Coordinate annotation entries:

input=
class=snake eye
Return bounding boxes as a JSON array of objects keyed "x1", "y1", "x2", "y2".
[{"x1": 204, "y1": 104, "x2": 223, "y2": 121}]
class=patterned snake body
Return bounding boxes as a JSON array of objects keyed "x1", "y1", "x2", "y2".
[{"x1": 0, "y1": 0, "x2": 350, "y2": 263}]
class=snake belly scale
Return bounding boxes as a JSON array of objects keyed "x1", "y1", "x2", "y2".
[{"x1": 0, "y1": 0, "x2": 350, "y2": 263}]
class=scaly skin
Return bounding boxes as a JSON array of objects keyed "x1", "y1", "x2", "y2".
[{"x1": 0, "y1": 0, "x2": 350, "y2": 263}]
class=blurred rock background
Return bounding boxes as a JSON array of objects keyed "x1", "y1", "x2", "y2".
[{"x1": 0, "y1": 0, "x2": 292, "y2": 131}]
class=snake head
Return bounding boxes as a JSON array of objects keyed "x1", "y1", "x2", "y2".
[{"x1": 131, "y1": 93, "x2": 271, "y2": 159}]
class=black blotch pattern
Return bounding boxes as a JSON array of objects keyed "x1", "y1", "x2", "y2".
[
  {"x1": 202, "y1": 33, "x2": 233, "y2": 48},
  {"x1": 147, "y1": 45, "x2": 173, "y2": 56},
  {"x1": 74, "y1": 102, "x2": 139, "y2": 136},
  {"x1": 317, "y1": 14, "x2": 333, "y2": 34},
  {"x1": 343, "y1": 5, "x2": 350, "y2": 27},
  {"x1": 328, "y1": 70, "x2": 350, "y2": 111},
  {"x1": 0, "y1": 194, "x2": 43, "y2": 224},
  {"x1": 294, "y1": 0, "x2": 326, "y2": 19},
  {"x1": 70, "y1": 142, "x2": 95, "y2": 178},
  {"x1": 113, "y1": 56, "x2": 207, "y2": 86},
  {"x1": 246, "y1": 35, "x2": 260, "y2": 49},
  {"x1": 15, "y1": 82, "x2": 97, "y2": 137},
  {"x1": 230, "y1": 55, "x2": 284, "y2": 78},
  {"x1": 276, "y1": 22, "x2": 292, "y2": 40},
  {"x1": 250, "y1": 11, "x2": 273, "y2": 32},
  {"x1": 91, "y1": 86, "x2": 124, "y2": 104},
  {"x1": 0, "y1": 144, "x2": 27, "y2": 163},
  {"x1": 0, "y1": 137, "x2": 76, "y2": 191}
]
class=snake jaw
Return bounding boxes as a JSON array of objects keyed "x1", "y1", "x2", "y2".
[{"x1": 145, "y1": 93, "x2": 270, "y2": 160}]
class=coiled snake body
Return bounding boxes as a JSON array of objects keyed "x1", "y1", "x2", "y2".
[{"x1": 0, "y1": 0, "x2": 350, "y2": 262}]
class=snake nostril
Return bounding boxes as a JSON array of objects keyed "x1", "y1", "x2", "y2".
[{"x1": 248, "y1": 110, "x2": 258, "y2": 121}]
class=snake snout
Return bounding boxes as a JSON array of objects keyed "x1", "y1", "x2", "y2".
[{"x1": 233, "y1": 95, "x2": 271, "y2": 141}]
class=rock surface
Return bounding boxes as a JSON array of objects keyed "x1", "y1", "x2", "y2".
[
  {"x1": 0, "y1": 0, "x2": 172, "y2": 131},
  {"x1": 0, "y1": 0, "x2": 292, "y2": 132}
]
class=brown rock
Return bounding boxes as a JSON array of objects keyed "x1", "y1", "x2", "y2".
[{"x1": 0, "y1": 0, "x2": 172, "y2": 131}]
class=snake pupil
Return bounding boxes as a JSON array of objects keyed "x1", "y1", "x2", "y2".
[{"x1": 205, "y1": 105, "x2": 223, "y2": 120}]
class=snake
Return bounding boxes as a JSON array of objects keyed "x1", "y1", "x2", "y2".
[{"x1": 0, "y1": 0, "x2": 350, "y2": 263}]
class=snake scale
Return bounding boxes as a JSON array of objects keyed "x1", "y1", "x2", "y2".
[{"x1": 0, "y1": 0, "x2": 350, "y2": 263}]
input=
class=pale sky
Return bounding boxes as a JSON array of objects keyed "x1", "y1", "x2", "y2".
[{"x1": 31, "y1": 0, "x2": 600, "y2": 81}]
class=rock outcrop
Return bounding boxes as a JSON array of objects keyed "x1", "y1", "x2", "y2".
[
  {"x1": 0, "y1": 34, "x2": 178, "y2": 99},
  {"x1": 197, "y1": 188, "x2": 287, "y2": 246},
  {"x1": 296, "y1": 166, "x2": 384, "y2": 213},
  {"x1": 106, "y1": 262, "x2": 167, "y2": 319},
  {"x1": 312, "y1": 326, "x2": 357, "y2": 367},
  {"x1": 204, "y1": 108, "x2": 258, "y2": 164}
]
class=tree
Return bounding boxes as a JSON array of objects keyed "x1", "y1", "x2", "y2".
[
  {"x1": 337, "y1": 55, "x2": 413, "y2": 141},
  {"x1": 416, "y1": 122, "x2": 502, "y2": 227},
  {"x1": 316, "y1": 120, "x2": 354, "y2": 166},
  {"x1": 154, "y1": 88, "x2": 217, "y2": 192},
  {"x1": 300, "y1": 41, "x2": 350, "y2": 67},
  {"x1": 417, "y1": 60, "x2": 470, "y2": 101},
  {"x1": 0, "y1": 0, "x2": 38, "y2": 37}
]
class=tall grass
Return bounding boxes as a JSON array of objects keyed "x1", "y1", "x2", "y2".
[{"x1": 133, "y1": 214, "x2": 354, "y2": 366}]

BRIEF — Could you quote the material above in full, exactly as it stands?

RESPONSE BELOW —
input=
class=snake eye
Return bounding boxes as a JSON array of objects keyed "x1", "y1", "x2", "y2".
[{"x1": 204, "y1": 104, "x2": 223, "y2": 121}]
class=patterned snake body
Return bounding boxes as a JSON array of objects keyed "x1", "y1", "x2", "y2".
[{"x1": 0, "y1": 0, "x2": 350, "y2": 263}]
class=snake belly scale
Return bounding boxes as a JSON array of objects keyed "x1", "y1", "x2", "y2".
[{"x1": 0, "y1": 0, "x2": 350, "y2": 263}]
class=scaly skin
Return bounding boxes as a JSON array of objects keyed "x1", "y1", "x2", "y2".
[{"x1": 0, "y1": 0, "x2": 350, "y2": 263}]
class=blurred rock background
Return bounding boxes as a JSON array of objects keyed "x1", "y1", "x2", "y2".
[{"x1": 0, "y1": 0, "x2": 292, "y2": 131}]
class=snake head
Return bounding boxes as a JSON array of objects keyed "x1", "y1", "x2", "y2".
[{"x1": 131, "y1": 93, "x2": 271, "y2": 159}]
class=black blotch pattern
Return bounding boxes as a JSON array of objects keyed "x1", "y1", "x2", "y2".
[
  {"x1": 202, "y1": 33, "x2": 233, "y2": 48},
  {"x1": 147, "y1": 45, "x2": 173, "y2": 56},
  {"x1": 74, "y1": 102, "x2": 139, "y2": 136},
  {"x1": 317, "y1": 14, "x2": 333, "y2": 34},
  {"x1": 343, "y1": 5, "x2": 350, "y2": 27},
  {"x1": 328, "y1": 70, "x2": 350, "y2": 111},
  {"x1": 0, "y1": 194, "x2": 43, "y2": 224},
  {"x1": 294, "y1": 0, "x2": 326, "y2": 19},
  {"x1": 70, "y1": 142, "x2": 95, "y2": 178},
  {"x1": 113, "y1": 56, "x2": 207, "y2": 86},
  {"x1": 246, "y1": 35, "x2": 260, "y2": 49},
  {"x1": 15, "y1": 82, "x2": 97, "y2": 137},
  {"x1": 230, "y1": 55, "x2": 284, "y2": 78},
  {"x1": 276, "y1": 22, "x2": 292, "y2": 40},
  {"x1": 250, "y1": 11, "x2": 273, "y2": 32},
  {"x1": 91, "y1": 86, "x2": 124, "y2": 104},
  {"x1": 0, "y1": 144, "x2": 27, "y2": 163},
  {"x1": 0, "y1": 137, "x2": 76, "y2": 191}
]
class=snake jaw
Return bounding boxes as a JSON array of objects keyed "x1", "y1", "x2", "y2".
[{"x1": 145, "y1": 93, "x2": 270, "y2": 160}]
class=coiled snake body
Return bounding boxes as a JSON array of objects keyed "x1", "y1", "x2", "y2".
[{"x1": 0, "y1": 0, "x2": 350, "y2": 262}]
class=snake nostril
Return bounding boxes as a JSON array of objects keyed "x1", "y1", "x2", "y2".
[{"x1": 248, "y1": 110, "x2": 258, "y2": 121}]
class=snake snout
Return bounding boxes as a JSON array of objects keyed "x1", "y1", "x2", "y2".
[{"x1": 233, "y1": 95, "x2": 271, "y2": 141}]
class=rock surface
Return bounding boxes as a JSON array of objects keyed "x1", "y1", "x2", "y2".
[
  {"x1": 0, "y1": 0, "x2": 172, "y2": 131},
  {"x1": 0, "y1": 0, "x2": 292, "y2": 132}
]
class=brown rock
Return bounding boxes as a JSON array of objects keyed "x1", "y1", "x2", "y2".
[{"x1": 0, "y1": 0, "x2": 172, "y2": 131}]
class=snake pupil
Return bounding boxes as a JSON array of objects keyed "x1", "y1", "x2", "y2".
[{"x1": 205, "y1": 105, "x2": 223, "y2": 120}]
class=snake
Return bounding boxes as a JSON array of objects keyed "x1", "y1", "x2", "y2".
[{"x1": 0, "y1": 0, "x2": 350, "y2": 263}]
class=snake scale
Return bounding boxes as a JSON array of objects keyed "x1", "y1", "x2", "y2".
[{"x1": 0, "y1": 0, "x2": 350, "y2": 263}]
input=
class=pale sky
Return bounding boxes as a JSON array of objects keyed "x1", "y1", "x2", "y2".
[{"x1": 31, "y1": 0, "x2": 600, "y2": 81}]
class=rock outcrop
Return bounding boxes as a JSON array of objects keyed "x1", "y1", "x2", "y2".
[
  {"x1": 0, "y1": 34, "x2": 178, "y2": 99},
  {"x1": 197, "y1": 188, "x2": 287, "y2": 246},
  {"x1": 296, "y1": 166, "x2": 384, "y2": 213},
  {"x1": 106, "y1": 262, "x2": 167, "y2": 319},
  {"x1": 312, "y1": 326, "x2": 357, "y2": 367},
  {"x1": 204, "y1": 108, "x2": 258, "y2": 164}
]
class=tree
Return bounding boxes as a JSON array of objects keyed "x1", "y1", "x2", "y2".
[
  {"x1": 337, "y1": 55, "x2": 413, "y2": 141},
  {"x1": 416, "y1": 122, "x2": 502, "y2": 227},
  {"x1": 316, "y1": 120, "x2": 354, "y2": 166},
  {"x1": 154, "y1": 88, "x2": 217, "y2": 192},
  {"x1": 300, "y1": 41, "x2": 350, "y2": 67},
  {"x1": 417, "y1": 60, "x2": 470, "y2": 101},
  {"x1": 0, "y1": 0, "x2": 38, "y2": 37}
]
class=tall grass
Return bounding boxes as a JSON array of objects keyed "x1", "y1", "x2", "y2".
[{"x1": 133, "y1": 214, "x2": 354, "y2": 366}]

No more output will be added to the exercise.